[Bounding box annotation entries]
---
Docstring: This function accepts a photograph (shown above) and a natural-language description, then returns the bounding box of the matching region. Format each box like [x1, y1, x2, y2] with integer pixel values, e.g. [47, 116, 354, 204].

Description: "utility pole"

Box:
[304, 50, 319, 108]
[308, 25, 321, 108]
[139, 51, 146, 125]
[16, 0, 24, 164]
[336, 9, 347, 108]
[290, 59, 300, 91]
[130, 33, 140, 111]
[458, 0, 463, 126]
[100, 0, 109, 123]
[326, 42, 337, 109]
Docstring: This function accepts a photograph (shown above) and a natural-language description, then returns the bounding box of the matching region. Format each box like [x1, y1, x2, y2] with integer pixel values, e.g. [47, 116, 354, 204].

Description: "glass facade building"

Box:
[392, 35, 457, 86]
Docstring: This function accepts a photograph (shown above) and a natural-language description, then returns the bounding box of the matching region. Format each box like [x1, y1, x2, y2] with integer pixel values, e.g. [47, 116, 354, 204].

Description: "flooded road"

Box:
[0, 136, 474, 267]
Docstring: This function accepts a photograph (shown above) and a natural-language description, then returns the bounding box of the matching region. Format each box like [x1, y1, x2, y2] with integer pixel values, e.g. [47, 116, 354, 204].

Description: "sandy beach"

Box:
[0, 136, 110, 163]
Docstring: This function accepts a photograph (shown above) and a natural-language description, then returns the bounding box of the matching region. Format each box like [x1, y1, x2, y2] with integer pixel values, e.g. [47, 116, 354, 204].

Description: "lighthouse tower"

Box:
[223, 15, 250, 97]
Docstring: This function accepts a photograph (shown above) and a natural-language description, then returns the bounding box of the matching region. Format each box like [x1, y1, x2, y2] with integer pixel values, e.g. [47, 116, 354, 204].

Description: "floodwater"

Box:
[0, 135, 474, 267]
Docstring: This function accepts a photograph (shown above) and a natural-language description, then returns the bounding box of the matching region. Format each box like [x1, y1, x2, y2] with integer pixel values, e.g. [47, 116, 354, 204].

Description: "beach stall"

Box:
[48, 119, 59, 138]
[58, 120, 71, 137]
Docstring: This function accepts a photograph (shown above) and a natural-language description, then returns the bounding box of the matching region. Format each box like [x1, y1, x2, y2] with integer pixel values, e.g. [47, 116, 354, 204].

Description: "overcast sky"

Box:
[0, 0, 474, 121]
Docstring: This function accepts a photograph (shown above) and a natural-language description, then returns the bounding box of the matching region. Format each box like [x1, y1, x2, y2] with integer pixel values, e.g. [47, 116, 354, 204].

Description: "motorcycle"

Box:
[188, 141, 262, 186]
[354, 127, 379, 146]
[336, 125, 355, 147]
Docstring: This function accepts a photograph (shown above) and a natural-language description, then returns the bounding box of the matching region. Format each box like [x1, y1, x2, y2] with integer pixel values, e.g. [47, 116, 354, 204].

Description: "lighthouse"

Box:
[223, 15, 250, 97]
---
DIRECTIONS:
Swap "Docstring" for "Note" everywhere in the items above and give the lines again with nothing else changed.

FULL ANSWER:
Note: This function accepts a photograph (shown above) and a natural-language description, then returns the bounding box of the matching region. Format each box like [x1, y1, x2, y2] with integer pixel values, e.g. [47, 116, 354, 204].

Description: "utility pole"

Box:
[304, 50, 319, 108]
[308, 25, 321, 108]
[139, 51, 146, 125]
[16, 0, 24, 164]
[336, 9, 347, 108]
[290, 59, 300, 91]
[130, 33, 140, 111]
[458, 0, 463, 126]
[100, 0, 109, 123]
[326, 42, 337, 109]
Note: This function accepts a photograph (shown above) and a natural-language description, then returns the bounding box of the matching region. Format each box like [x1, y1, x2, y2] with integer pixel values, e.g. [47, 116, 354, 204].

Description: "glass facade building"

Box:
[392, 35, 457, 86]
Note: This function accepts a photograph (shown above) and a natural-language description, then returns the bounding box of the matching region. Format each box like [x1, y1, x2, y2] with integer pixel values, e.g. [47, 116, 354, 204].

Description: "flooded road"

Box:
[0, 136, 474, 267]
Note: This function accepts a photograph (shown above) and a natural-language description, then returns the bounding box of the matching region. Format each box like [x1, y1, x2, y2] with integer pixel values, e.g. [47, 116, 354, 204].

Description: "sandy beach"

Box:
[0, 136, 110, 163]
Note: This function accepts a photograph (shown above) and a natural-language description, then returns the bounding box of the matching region. Format each box like [x1, y1, x2, y2] with integer pixel values, e.g. [47, 116, 354, 204].

Description: "lighthouse tower"

Box:
[223, 15, 250, 97]
Note: This function accepts a photograph (shown above) and a natural-language description, then returns the bounding box of the matching region. Format each box like [x1, y1, x2, y2] with integer pixel values, e.g. [47, 116, 354, 204].

Description: "floodwater"

Box:
[0, 135, 474, 267]
Note: This function accepts a photograph (shown above) and a natural-language description, then returns the bounding box of the matching region. Format each box like [x1, y1, x2, y2] with integer pixel values, e.g. [47, 116, 354, 204].

Description: "beach stall"

Box:
[48, 119, 59, 138]
[58, 120, 71, 137]
Note: This function accepts a photograph (shown above) and a natural-language description, then returns the bounding box of the matching region. Format each box like [x1, y1, x2, y2] with integer pixel values, e.g. [47, 116, 354, 204].

Description: "overcast sky"

Box:
[0, 0, 474, 121]
Note: This function accepts a photograph (shown above) and a natural-language description, then returns the bounding box of the matching region. Format each box like [x1, y1, x2, y2] with integer pixel values, e.g. [47, 116, 354, 204].

Description: "motorcycle"

Box:
[188, 141, 262, 186]
[354, 127, 379, 146]
[336, 125, 355, 147]
Note: This function accepts a photograph (shown above) and a natural-language description, then returns the bounding box of the matching region. Format each box like [x1, y1, x2, y2] with integer pixel values, e.g. [47, 116, 354, 204].

Description: "lighthouse"

Box:
[223, 15, 250, 97]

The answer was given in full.